-- WRITTEN INSTRUCTION 1 --
Answer these questions using the post on replacing series stars:
(a) Which character replaced Frank Burns on MASH?
(b) Which two shows would the writer love to revive?
(c) Who plays Tim Allen's wife in his new sitcom?

....

Friday, October 07, 2011

Replacing Series Stars

Here are this week’s Friday questions.  Later today, some random suggestions and observations.  So come back.

Kaan gets us started.

What do you think about replacements in comedies? I literally hate that. And it doesn't matter if the "new guy" is better, I would never give him a chance.

I think comedies are more personal than Drama series. If you like a comedy and connect with it, its very very hard to tolerate any changes in the cast.

I immediately stopped watching Becker when Reggie was replaced by Chris (Terry by Nancy) and I have stopped watching Two and Half Men when Charlie got replaced by Waldon (Sheen by Kutcher)

So my question is: Are the writers and producers aware of this? Do they know how delicate this is? Or is this just my personal view?

As always, it depends on the show and just who you are losing. But often times as a producer I welcome cast changes. It shakes things up, changes the chemistry and relationships. Keeps the show fresh.  To me the key is not to replace a character with someone essentially playing the same character.

I think a perfect example of that was on MASH replacing Frank Burns with Charles Winchester. Frank was hilarious but also such an idiot. We all thought it would be interesting to give Hawkeye and B.J. a worthy adversary as opposed to just a straw man.

I think Ted Danson will reinvigorate CSI. And given time, I think Ashton will settle in nicely on TWO AND HALF MEN.

But of course you do run the risk that the replacement will suck and take the show down with him. And if you watch reruns on cable or Netflix and one of the new guy’s episodes come on you get that same disappointment you had as a kid when a THREE STOOGES short would come on and you’d see it was a Shemp episode.

From Brian Phillips:

Here is a Friday question: Sometimes, when a show is redone it turns out worse, i.e. "Hawaii Five-O", "Coupling" and sometimes it is generally agreed it is as much fun or better, such as "Doctor Who".

Are there any shows that you have been involved with that you would definitely bring back and others that you wouldn't?

I would love to revive ALMOST PERFECT and BIG WAVE DAVE’S. THE MARY SHOW and AfterMASH may rest in peace.

By the way, I saw a promo for the new Tim Allen sitcom where Nancy Travis plays his wife. He looks old enough to be playing her father.

....

-- WRITTEN INSTRUCTION 2 --
Please show every line of the rows below that contains the string "white". Case counts.

(Saved data entries)
....

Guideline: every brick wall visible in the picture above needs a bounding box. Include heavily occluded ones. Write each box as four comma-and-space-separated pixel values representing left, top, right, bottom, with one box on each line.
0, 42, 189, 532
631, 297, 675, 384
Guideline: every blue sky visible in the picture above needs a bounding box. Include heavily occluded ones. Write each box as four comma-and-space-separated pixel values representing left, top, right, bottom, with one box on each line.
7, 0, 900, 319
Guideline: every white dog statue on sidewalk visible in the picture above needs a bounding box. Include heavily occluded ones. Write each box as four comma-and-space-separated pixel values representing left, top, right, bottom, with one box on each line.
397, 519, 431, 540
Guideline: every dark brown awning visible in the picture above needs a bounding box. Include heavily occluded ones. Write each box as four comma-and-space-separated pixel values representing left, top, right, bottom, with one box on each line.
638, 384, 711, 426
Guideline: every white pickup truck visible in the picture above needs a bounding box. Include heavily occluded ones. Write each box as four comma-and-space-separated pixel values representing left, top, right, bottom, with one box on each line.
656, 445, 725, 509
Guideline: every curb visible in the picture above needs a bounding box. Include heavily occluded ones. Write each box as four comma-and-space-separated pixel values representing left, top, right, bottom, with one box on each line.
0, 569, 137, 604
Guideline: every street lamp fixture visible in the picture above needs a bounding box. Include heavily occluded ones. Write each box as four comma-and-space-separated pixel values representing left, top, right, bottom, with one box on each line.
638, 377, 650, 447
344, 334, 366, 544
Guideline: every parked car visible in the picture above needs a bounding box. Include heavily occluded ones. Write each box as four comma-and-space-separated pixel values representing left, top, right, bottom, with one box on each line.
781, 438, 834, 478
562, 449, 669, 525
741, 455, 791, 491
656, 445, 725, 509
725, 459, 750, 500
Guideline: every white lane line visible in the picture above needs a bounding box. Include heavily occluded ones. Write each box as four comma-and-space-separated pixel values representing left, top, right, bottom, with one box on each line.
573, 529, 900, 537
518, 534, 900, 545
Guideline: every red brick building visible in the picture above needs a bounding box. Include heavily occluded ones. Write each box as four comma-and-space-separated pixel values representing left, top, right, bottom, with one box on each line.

....

-- OUTPUT 1 --
(a) Charles Winchester
(b) ALMOST PERFECT and BIG WAVE DAVE'S
(c) Nancy Travis

-- OUTPUT 2 --
Guideline: every white dog statue on sidewalk visible in the picture above needs a bounding box. Include heavily occluded ones. Write each box as four comma-and-space-separated pixel values representing left, top, right, bottom, with one box on each line.
Guideline: every white pickup truck visible in the picture above needs a bounding box. Include heavily occluded ones. Write each box as four comma-and-space-separated pixel values representing left, top, right, bottom, with one box on each line.
Guideline: every white lane line visible in the picture above needs a bounding box. Include heavily occluded ones. Write each box as four comma-and-space-separated pixel values representing left, top, right, bottom, with one box on each line.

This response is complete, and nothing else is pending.